Work to be completed. Copy the rows word for word, starting at the beginning of the rows and ending at the line that contains "20 117 L 11", with both ends included. Leave the pictures out of your copy.

Records to use.
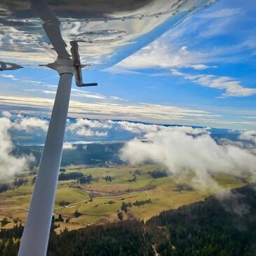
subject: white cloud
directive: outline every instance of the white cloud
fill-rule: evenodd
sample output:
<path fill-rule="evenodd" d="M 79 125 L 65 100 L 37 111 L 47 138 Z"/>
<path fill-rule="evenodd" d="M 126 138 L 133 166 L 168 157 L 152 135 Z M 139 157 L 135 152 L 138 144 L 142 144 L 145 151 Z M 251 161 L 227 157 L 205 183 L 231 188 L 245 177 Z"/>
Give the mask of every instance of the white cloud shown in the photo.
<path fill-rule="evenodd" d="M 73 150 L 73 149 L 76 149 L 76 146 L 73 144 L 67 143 L 67 142 L 63 143 L 63 150 Z"/>
<path fill-rule="evenodd" d="M 208 62 L 208 53 L 190 51 L 187 46 L 177 48 L 175 44 L 170 44 L 164 39 L 161 39 L 107 70 L 115 72 L 116 69 L 122 70 L 173 67 L 206 69 L 211 67 L 206 65 Z"/>
<path fill-rule="evenodd" d="M 238 138 L 241 140 L 247 140 L 256 144 L 256 130 L 248 130 L 243 132 L 239 135 Z"/>
<path fill-rule="evenodd" d="M 8 117 L 0 118 L 0 180 L 27 168 L 29 164 L 34 161 L 32 154 L 19 157 L 12 155 L 13 145 L 8 133 L 11 126 Z"/>
<path fill-rule="evenodd" d="M 256 94 L 256 88 L 245 88 L 241 81 L 229 76 L 217 76 L 209 74 L 187 74 L 172 69 L 172 74 L 182 76 L 202 86 L 206 86 L 225 91 L 222 97 L 246 97 Z"/>
<path fill-rule="evenodd" d="M 135 138 L 126 143 L 121 159 L 131 164 L 159 163 L 180 175 L 193 171 L 192 182 L 197 187 L 217 186 L 212 175 L 218 173 L 256 174 L 255 155 L 231 144 L 217 144 L 205 129 L 163 128 L 147 133 L 144 140 L 147 142 Z"/>
<path fill-rule="evenodd" d="M 20 117 L 11 123 L 11 128 L 29 131 L 32 129 L 41 129 L 47 131 L 48 122 L 37 117 Z"/>
<path fill-rule="evenodd" d="M 233 16 L 240 12 L 241 12 L 240 8 L 224 8 L 222 9 L 217 10 L 215 12 L 208 12 L 206 13 L 202 13 L 199 17 L 201 18 L 217 19 L 220 18 L 227 18 L 229 16 Z"/>
<path fill-rule="evenodd" d="M 109 129 L 112 128 L 112 121 L 97 121 L 77 119 L 76 123 L 68 126 L 67 129 L 80 136 L 106 137 L 107 131 L 95 130 L 95 129 Z"/>
<path fill-rule="evenodd" d="M 156 132 L 161 128 L 160 126 L 152 124 L 144 124 L 141 123 L 131 123 L 126 121 L 116 122 L 123 130 L 128 130 L 133 133 L 147 133 L 149 132 Z"/>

Output for this task.
subject: white cloud
directive: outline every instance of the white cloud
fill-rule: evenodd
sample output:
<path fill-rule="evenodd" d="M 79 125 L 65 100 L 37 111 L 47 138 Z"/>
<path fill-rule="evenodd" d="M 126 138 L 133 166 L 168 157 L 152 135 Z M 139 157 L 135 152 L 138 144 L 142 144 L 145 151 Z M 251 161 L 227 157 L 205 183 L 231 188 L 245 177 Z"/>
Give the mask of every instance of the white cloud shown in the photo.
<path fill-rule="evenodd" d="M 73 150 L 73 149 L 76 149 L 76 146 L 73 144 L 67 143 L 67 142 L 63 143 L 63 150 Z"/>
<path fill-rule="evenodd" d="M 208 62 L 208 53 L 190 51 L 187 46 L 177 48 L 175 44 L 170 44 L 164 39 L 161 39 L 107 70 L 115 72 L 116 69 L 122 70 L 173 67 L 206 69 L 211 67 L 206 65 Z"/>
<path fill-rule="evenodd" d="M 238 138 L 241 140 L 247 140 L 256 144 L 256 130 L 248 130 L 243 132 L 239 135 Z"/>
<path fill-rule="evenodd" d="M 8 117 L 0 118 L 0 180 L 27 168 L 29 164 L 34 161 L 32 154 L 19 157 L 12 155 L 13 145 L 8 133 L 11 126 Z"/>
<path fill-rule="evenodd" d="M 256 94 L 256 88 L 245 88 L 241 81 L 229 76 L 217 76 L 209 74 L 187 74 L 172 69 L 172 74 L 182 76 L 202 86 L 206 86 L 225 91 L 222 97 L 246 97 Z"/>
<path fill-rule="evenodd" d="M 135 138 L 126 143 L 121 159 L 131 164 L 159 163 L 180 175 L 193 171 L 192 182 L 197 187 L 217 186 L 212 175 L 218 173 L 256 174 L 255 155 L 231 144 L 217 144 L 205 129 L 163 128 L 147 133 L 144 140 L 147 142 Z"/>
<path fill-rule="evenodd" d="M 20 117 L 11 123 L 11 128 L 29 131 L 32 129 L 41 129 L 47 131 L 48 122 L 37 117 Z"/>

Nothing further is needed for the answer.